- **Texte proposé**
▼

Maintenant que les machines à espresso se sont démocratisées, des amateurs poussent le raffinement un peu plus loin. Beaucoup plus loin, pour certains. Et peuvent goûter un café comme un expert savoure un bon vin.

Encore en 2005, on l'appelait maître Leduc. Il travaillait pour un bureau d'avocats, et cherchait à se faire une place en droit international. Mais après quatre mois dans un cabinet du centre-ville, Jean-François Leduc a réalisé qu'il n'aimait pas ce qu'il faisait.

 

Le jeune avocat, passionné de café depuis un voyage en Italie, a fait un curieux choix: «Je me suis trouvé un boulot dans un café de la rue Fleury, payé au salaire minimum.»

Après quelques mois d'apprentissage - «principalement en ce qui a trait aux machines» -, il est devenu l'une des références montrélaises de ce qu'on appelle la «scène du café».

Comme une poignée de jeunes baristas montréalais - l'équivalent d'un barman, version caféinée -, Jean-François Leduc voue une passion quasi-maniaque au grain et à ce qu'il en tire. Il se réclame d'un mouvement venu de la côte ouest américaine (plus précisément de Seattle, Vancouver et Portland) qui s'est autoproclamé «la troisième vague» du café. «Il y a un parallèle à faire entre nous et les amateurs de vin, explique l'expert. La première vague, on pourrait dire qu'elle remonte aux années 50 et 60: c'est l'époque de la consommation de masse, où on vend du café pour son effet, pas pour ses qualités. La deuxième vague, apparue autour des années 70-80, découle de la popularisation de l'espresso. Les grandes chaînes comme Starbucks font leur apparition et vendent un café de meilleure qualité. La troisième vague, qui date d'il y a huit ou neuf ans, c'est celle poussée par des amateurs capables de reconnaître une variété de grain par rapport à une autre, qui ont lancé leurs propres petits cafés, totalement indépendants des grandes chaînes.»

Déjà, au milieu des années 80, sont apparus à Montréal les cafés Aux Deux Marie et la Brûlerie Saint-Denis, des établissements indépendants qui torréfient eux-mêmes leurs cafés. «Je me vois plus comme une bonne vieille maître torréfactrice de l'école européenne», note Marie-Andrée Traversy, copropriétaire des Deux Marie, qui propose depuis longtemps une carte des cafés similaire à une carte des vins. Depuis quelques temps, elle constate tout de même une curiosité nouvelle: «Des gens laissent leurs cartes pour donner des cours de baristas.»

▲

- **Exercices**
1: Quelles villes le texte sur la troisième vague du café désigne-t-il comme l'origine du mouvement?
2: D'après le texte sur la troisième vague du café, combien de temps Jean-François Leduc a-t-il passé dans un cabinet du centre-ville?
3: Reprenez le texte sur la troisième vague du café à la suite de sa dernière phrase.

- **Données fournies**
▼

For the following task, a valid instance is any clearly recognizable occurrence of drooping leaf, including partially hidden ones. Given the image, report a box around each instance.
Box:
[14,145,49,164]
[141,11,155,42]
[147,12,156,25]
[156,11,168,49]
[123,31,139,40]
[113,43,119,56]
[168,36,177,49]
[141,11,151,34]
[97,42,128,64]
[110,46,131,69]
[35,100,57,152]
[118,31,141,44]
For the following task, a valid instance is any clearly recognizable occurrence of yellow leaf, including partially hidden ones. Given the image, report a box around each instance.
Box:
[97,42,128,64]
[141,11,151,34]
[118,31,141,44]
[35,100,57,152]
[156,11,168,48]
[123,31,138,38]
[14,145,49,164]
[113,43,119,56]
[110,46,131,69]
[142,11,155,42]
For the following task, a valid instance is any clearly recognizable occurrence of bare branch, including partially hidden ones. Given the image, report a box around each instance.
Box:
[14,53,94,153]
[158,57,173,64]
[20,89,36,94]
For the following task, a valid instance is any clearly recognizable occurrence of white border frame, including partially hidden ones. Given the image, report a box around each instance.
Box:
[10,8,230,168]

▲
▼

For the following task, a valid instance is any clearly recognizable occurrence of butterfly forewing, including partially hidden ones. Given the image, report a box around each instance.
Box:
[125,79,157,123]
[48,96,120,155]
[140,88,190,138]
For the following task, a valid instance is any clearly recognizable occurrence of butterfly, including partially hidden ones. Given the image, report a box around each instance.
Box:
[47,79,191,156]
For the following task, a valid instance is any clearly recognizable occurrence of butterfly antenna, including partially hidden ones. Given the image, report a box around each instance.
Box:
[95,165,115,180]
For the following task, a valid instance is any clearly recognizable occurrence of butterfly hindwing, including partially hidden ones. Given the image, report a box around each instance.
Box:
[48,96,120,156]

▲
▼

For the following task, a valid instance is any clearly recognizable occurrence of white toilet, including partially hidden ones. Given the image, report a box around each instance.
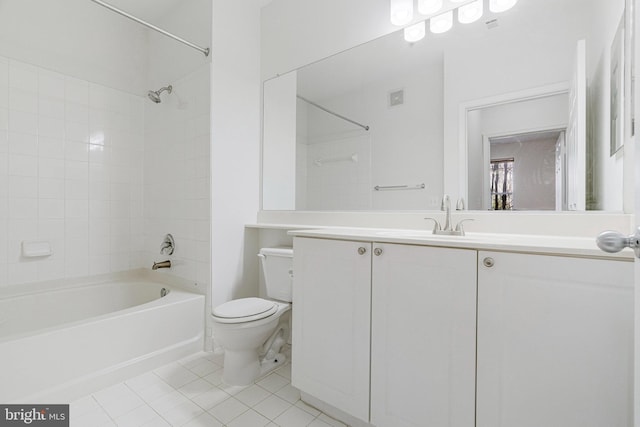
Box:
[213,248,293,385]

▲

- **Réponses aux exercices**
1: Seattle, Vancouver et Portland.

2: Quatre mois.

3:
Dans le troquet qu'il a ouvert l'année dernière, le Caffè in Gamba, sur l'avenue du Parc, M. Leduc dit pousser le souci du détail un cran plus loin. Le proprio peut bien sûr vous dire l'origine géographique de son café. Mais il sait aussi précisément à quelle altitude et de quelle façon les grains ont été cueillis, la date de leur torréfaction et même le nom du fermier qui les a récoltés. «Se contenter de dire qu'on vend du café du Guatemala, c'est comme si la SAQ se limitait à dire que ses bordeaux sont des vins de France», explique-t-il.

En mars, Jean-François Leduc compte d'ailleurs se rendre en Amérique du Sud pour rencontrer les cultivateurs en personne. «Je veux établir des liens d'affaires directs avec les fermiers. Je veux couper les intermédiaires.»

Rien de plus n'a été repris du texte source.